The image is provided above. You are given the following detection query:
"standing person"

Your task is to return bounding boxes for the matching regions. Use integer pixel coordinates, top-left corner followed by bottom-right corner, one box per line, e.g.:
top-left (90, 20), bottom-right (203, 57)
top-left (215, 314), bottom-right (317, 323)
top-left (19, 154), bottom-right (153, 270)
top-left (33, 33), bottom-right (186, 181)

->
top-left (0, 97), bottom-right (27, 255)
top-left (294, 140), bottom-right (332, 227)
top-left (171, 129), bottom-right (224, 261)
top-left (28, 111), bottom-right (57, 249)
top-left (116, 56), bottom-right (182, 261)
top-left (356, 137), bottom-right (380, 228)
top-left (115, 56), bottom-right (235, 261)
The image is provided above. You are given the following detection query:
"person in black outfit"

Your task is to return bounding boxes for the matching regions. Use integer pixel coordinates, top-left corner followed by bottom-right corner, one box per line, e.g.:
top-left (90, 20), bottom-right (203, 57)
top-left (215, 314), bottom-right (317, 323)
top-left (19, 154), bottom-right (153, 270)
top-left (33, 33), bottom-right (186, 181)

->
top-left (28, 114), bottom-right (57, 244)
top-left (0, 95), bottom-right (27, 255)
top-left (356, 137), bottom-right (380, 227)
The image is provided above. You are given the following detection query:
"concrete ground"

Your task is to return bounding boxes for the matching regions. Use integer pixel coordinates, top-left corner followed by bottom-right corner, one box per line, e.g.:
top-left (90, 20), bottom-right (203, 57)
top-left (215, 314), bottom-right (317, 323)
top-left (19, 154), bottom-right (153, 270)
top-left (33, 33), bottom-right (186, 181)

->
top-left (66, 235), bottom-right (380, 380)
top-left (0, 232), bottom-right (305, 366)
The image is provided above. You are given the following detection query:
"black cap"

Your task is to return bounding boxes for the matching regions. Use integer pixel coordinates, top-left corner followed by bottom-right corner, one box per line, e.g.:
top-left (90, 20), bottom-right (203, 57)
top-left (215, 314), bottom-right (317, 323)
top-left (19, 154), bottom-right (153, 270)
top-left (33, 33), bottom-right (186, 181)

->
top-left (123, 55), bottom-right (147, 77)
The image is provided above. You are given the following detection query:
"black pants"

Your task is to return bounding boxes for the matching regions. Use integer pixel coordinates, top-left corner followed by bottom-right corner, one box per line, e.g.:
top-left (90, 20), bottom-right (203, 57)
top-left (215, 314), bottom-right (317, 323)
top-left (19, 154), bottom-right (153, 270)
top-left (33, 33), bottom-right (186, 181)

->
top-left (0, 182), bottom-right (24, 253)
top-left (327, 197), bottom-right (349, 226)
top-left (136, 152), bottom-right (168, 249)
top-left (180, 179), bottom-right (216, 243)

══════

Consegna | Trasforma tutte le voci in una lista JSON di stringhe, con una stringa per ogni riga e senza le righe vuote.

Soluzione scritta |
[
  "The image is provided above. You are given the following detection query:",
  "\"standing person\"",
  "Your task is to return bounding boxes for the matching regions. Use integer pixel coordinates, top-left corner followed by bottom-right corner, one box per line, e.g.:",
  "top-left (90, 20), bottom-right (203, 57)",
  "top-left (215, 314), bottom-right (317, 323)",
  "top-left (19, 154), bottom-right (153, 270)",
  "top-left (33, 33), bottom-right (186, 181)",
  "->",
  "top-left (0, 97), bottom-right (27, 255)",
  "top-left (294, 140), bottom-right (332, 227)",
  "top-left (171, 129), bottom-right (224, 261)",
  "top-left (28, 111), bottom-right (57, 249)",
  "top-left (116, 56), bottom-right (182, 261)",
  "top-left (356, 137), bottom-right (380, 228)",
  "top-left (115, 56), bottom-right (235, 261)",
  "The image is provided above. You are given the following detection query:",
  "\"person in black outfit\"",
  "Your task is to return bounding boxes for the matching regions. Use integer pixel coordinates, top-left corner followed by bottom-right corner, one box per line, e.g.:",
  "top-left (90, 20), bottom-right (203, 57)",
  "top-left (215, 314), bottom-right (317, 323)",
  "top-left (19, 154), bottom-right (153, 270)",
  "top-left (33, 33), bottom-right (186, 181)",
  "->",
  "top-left (28, 114), bottom-right (57, 244)",
  "top-left (0, 95), bottom-right (27, 255)",
  "top-left (356, 137), bottom-right (380, 227)",
  "The image is provided above. You are given the following detection query:",
  "\"concrete ground\"",
  "Your task is to return bounding boxes for the matching regions. Use integer pixel coordinates, top-left corner followed by bottom-right corner, one box per line, e.g.:",
  "top-left (90, 20), bottom-right (203, 57)",
  "top-left (215, 314), bottom-right (317, 323)",
  "top-left (19, 154), bottom-right (153, 270)",
  "top-left (33, 33), bottom-right (186, 181)",
  "->",
  "top-left (66, 235), bottom-right (380, 380)",
  "top-left (0, 232), bottom-right (305, 366)",
  "The image is provided above. You are given the following detection query:",
  "\"black cap\"",
  "Your task is to return bounding boxes for the matching regions. Use integer pixel coordinates, top-left corner followed by bottom-right corner, one box per line, e.g.:",
  "top-left (90, 20), bottom-right (203, 57)",
  "top-left (215, 314), bottom-right (317, 323)",
  "top-left (19, 154), bottom-right (153, 270)",
  "top-left (33, 33), bottom-right (186, 181)",
  "->",
  "top-left (123, 55), bottom-right (147, 77)",
  "The image is provided above. You are given the following detection query:",
  "\"black pants\"",
  "Your task is to return bounding boxes for the matching regions. Use integer pixel coordinates, top-left corner followed by bottom-right corner, one box per line, e.g.:",
  "top-left (90, 20), bottom-right (203, 57)",
  "top-left (215, 314), bottom-right (317, 323)",
  "top-left (19, 154), bottom-right (153, 270)",
  "top-left (33, 33), bottom-right (186, 181)",
  "->",
  "top-left (0, 182), bottom-right (24, 253)",
  "top-left (327, 197), bottom-right (349, 226)",
  "top-left (136, 152), bottom-right (168, 249)",
  "top-left (180, 179), bottom-right (216, 243)"
]